» AUFGABE A
Welche Zahlen stehen im Text über das KFOR-Feldlager weiter unten in Ziffern? Nenn alle in der Reihenfolge, in der sie vorkommen.

» TEXTAUSZUG
Auf der Fahrt über die Einbahnstraßen des Lagers deutet Presseoffizier Ulrich V. durch die beschlagenen Scheiben eines Kleintransporters immer wieder nach links und rechts: Hier die "Millennium-Bar", wo man sich nach Dienstschluss auf ein Bier trifft. Dahinter die Lager-Kapelle, weiter oben am Hang eine Sporthalle, Volleyball- und Basketball-Felder. Vor einem Gedenkstein brennt eine Kerze: Hier wird der 27 deutschen KFOR-Soldaten gedacht, die seit 1999 gestorben sind – nicht bei Kampfeinsätzen, sondern vor allem durch Unfälle. Sogar kleine Läden gibt es im Lager, in denen Einheimische alles Mögliche für den täglichen Bedarf verkaufen.
Oberstleutnant Christian Kiesel sitzt in Uniform vor einer Deutschlandfahne
Oberstleutnant Christian Kiesel© Deutschlandradio / Christoph Kersting
Über 200 Kosovaren, Männer und Frauen, aus Prizren und Umgebung arbeiten im Feldlager, vor allem in der Kantine und als Reinigungskräfte. Sie müssen sich nun langsam nach einem neuen Job umsehen. Die Sicherheitslage sei heute eine andere als noch vor zehn Jahren, berichtet Christian Kiesel. Der Oberstleutnant leitet das 49. deutsche KFOR-Kontingent – und nur er darf als Kommandeur mit vollem Namen genannt werden:
"Die Aufgabe war zunächst mal, gerade in der Region Prizren als deutsches Kontingent hier ein stabiles und sicheres Umfeld zu schaffen – ganz platt gesagt: Damit die Bevölkerung hier in Ruhe leben kann, um sich eine Existenz aufzubauen. Das haben wir, denke ich, über die letzten knapp 20 Jahre gut erreicht."

» GEGEBENE INFORMATIONEN
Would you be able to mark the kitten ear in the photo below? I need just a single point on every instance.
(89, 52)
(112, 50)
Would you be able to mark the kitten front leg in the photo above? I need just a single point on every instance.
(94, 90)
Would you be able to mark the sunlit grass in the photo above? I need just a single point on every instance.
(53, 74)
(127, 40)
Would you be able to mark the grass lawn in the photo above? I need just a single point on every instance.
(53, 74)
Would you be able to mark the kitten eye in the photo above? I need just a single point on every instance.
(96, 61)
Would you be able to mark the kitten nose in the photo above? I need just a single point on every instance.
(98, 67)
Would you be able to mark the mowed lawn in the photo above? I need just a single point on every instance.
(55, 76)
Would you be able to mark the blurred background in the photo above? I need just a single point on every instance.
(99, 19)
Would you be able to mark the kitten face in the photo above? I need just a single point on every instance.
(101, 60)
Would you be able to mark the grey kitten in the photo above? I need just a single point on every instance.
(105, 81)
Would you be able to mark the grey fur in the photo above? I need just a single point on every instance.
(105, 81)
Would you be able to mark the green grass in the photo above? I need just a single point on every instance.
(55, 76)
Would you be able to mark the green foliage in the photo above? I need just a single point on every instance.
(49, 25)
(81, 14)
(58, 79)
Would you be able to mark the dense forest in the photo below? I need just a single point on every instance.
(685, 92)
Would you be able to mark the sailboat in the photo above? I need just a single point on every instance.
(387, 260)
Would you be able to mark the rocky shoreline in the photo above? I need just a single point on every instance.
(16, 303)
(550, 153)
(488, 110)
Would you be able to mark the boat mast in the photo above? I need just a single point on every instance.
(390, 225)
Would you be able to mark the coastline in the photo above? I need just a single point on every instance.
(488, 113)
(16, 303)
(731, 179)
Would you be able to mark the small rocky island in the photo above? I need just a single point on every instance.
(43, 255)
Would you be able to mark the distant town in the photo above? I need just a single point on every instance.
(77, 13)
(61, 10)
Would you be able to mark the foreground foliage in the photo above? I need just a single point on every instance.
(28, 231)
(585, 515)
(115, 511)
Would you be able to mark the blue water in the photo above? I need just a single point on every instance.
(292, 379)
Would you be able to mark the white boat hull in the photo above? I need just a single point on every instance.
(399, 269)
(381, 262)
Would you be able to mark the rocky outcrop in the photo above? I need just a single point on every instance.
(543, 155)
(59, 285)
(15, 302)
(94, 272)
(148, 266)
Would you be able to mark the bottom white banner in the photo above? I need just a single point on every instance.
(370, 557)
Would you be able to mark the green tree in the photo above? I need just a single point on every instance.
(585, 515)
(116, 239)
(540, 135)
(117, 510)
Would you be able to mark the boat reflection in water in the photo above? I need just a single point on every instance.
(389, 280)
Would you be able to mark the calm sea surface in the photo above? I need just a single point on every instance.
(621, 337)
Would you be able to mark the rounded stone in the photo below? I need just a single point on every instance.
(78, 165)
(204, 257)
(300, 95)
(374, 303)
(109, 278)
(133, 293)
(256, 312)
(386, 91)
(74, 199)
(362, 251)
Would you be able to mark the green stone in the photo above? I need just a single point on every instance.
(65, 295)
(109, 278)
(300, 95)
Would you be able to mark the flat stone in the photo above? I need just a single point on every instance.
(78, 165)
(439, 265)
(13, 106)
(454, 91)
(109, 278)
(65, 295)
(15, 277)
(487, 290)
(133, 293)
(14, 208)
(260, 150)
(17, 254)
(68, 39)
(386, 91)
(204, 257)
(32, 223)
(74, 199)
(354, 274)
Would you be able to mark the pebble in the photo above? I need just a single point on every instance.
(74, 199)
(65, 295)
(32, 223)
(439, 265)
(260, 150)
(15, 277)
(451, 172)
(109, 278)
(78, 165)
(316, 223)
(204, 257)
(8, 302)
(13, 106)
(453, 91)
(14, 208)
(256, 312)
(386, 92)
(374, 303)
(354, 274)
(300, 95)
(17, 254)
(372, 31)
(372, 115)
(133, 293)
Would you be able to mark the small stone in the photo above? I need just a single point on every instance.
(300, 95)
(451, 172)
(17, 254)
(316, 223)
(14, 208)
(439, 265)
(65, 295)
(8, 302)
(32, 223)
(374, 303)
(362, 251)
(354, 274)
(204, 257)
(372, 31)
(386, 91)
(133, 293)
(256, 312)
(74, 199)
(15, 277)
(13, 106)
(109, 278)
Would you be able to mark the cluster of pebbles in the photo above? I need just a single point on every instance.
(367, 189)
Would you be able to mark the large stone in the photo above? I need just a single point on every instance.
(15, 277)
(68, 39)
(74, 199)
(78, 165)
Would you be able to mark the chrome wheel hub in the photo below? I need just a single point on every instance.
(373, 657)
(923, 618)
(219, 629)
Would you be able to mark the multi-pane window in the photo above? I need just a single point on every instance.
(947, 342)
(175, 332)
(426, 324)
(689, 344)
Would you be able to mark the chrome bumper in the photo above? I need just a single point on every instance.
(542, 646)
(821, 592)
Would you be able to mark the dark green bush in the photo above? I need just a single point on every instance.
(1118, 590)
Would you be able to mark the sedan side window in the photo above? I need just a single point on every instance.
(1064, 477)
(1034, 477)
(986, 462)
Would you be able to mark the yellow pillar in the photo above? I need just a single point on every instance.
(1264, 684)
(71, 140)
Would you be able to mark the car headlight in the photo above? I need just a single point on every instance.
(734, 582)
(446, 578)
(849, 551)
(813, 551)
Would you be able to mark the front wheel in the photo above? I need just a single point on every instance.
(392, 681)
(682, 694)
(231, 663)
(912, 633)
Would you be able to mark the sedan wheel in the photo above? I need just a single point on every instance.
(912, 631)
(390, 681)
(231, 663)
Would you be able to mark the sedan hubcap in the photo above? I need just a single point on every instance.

» AUFGABE B
Zähl, in wie vielen Zeilen der Liste das Wort "kitten" vorkommt, und gib nur die Zahl an.

» ERWARTETE AUSGABE A
27, 1999, 200, 49, 20

» ERWARTETE AUSGABE B
6